--- Source text ---

I mean our current knowledge in physics provides us great amount of information to advance in technology but there are so much more room for improvement.

Any initiatives for experimenting theories beyond current understanding should only be encouraged. Personally I think gravity should be better understood than now.
Gmr
3.3 / 5 (12) Jul 31, 2013
I'm still trying to wrap my brain around inertia, frame reference and rest mass. I'll admit I have little to no knowledge of the standard model beyond a passing familiarity with some really basic chromodynamics, and have yet to understand a Riemann field equation, if I even got the term right.

I find a lot of the cranks on here, though, seem to understand less than me, and I wonder how they can look themselves in the face in that bathroom mirror every evening and whisper quietly, lovingly - "I'm right and nobody else seems to realize it."

--- Recorded information ---

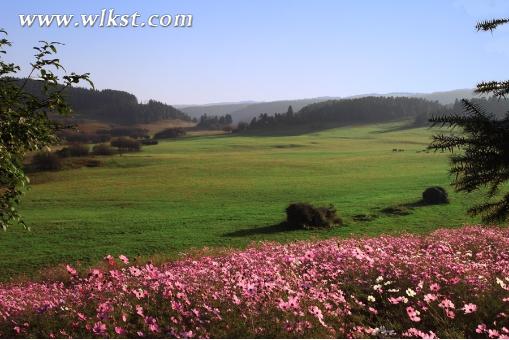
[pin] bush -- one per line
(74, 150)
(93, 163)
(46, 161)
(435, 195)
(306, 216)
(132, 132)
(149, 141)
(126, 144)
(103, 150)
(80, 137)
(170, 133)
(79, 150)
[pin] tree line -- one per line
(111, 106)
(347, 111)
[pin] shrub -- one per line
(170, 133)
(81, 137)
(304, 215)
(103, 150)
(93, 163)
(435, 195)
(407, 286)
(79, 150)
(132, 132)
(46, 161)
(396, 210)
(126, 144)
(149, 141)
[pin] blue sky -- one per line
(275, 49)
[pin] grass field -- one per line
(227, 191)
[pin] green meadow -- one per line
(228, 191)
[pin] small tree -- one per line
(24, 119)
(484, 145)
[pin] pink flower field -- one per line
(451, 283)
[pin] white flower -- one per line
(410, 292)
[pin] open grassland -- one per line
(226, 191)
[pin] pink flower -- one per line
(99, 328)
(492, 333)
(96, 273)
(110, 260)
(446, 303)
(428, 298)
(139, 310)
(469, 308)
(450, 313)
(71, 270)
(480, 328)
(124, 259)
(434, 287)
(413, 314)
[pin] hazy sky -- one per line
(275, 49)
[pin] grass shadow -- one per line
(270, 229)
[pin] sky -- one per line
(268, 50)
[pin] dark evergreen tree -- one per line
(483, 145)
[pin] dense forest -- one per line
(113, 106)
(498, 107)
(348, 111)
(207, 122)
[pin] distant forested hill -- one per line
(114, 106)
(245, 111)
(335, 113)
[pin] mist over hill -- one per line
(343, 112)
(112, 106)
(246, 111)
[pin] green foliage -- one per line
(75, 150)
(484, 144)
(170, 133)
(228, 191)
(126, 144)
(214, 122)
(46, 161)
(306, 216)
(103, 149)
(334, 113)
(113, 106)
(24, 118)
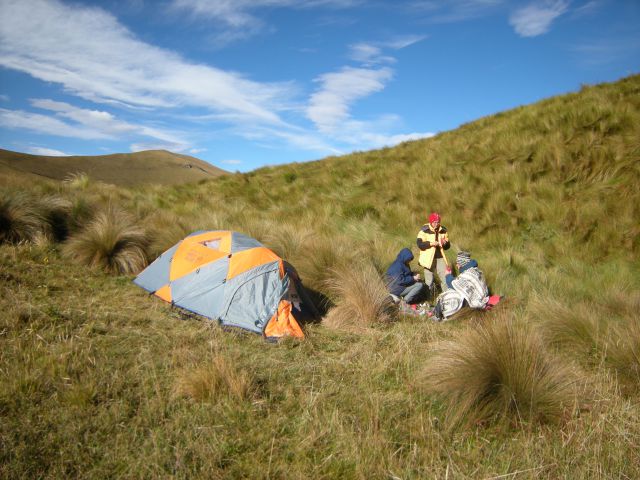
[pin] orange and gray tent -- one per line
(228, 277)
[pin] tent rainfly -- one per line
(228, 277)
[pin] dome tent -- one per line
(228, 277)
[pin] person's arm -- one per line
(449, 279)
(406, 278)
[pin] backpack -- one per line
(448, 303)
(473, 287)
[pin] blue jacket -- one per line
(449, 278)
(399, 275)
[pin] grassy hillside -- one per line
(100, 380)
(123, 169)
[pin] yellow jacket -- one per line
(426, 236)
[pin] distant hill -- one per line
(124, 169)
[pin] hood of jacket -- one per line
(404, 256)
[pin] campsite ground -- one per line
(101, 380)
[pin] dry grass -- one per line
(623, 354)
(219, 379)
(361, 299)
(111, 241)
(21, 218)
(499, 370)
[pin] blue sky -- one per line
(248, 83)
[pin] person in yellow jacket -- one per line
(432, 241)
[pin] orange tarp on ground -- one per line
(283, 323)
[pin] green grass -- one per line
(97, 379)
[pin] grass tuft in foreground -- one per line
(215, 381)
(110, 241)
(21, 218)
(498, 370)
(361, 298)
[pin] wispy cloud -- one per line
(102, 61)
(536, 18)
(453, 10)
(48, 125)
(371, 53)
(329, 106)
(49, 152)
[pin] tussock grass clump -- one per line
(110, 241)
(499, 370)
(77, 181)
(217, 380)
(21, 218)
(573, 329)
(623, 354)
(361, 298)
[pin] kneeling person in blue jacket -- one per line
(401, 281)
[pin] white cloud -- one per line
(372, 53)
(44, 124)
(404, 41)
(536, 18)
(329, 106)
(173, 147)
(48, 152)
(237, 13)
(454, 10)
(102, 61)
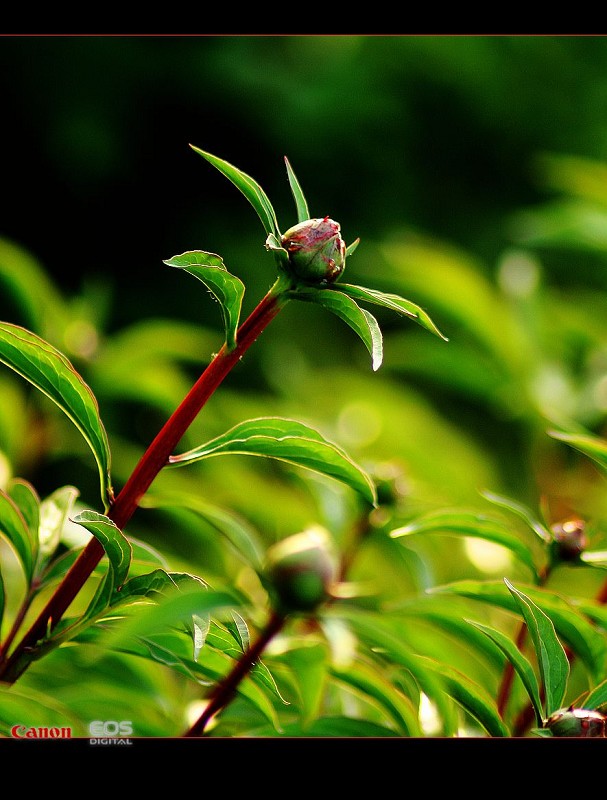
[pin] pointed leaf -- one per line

---

# Stated problem
Carry on the physics discussion thread from the point where it ends.

# Expected answer
PhotonX
4.2 / 5 (10) Aug 01, 2013
That's a very professional looking link there ralph638s. Was it made in the nineties?...stop linking non-scientific, monolithic webpages
Hey, now! Don't be hating on ralph638s. His info is based on hints dropped directly by extraterrestrial space people, via Tensor Beam! It says so right in the link. It's not the ramblings of a deranged psychotic lunatic totally detatched from reality. From the webpage: "The tempic field idea is a thread that permeates all the other threads" Does that sound familiar? Like The Force? Huh? "Well, the Force is what gives a Jedi his power. It's an energy field created by all living things. It surrounds us and penetrates us; it binds the galaxy together." How could George Lucas possibly have known that unless he too was in contact with the space people himself? Obi-Wan Kenobi wasn't just talking shit! Ralph's link wasn't written in the nineties, it was written a long time ago, in a galaxy far, far away. If that isn't proof, I don't know what is.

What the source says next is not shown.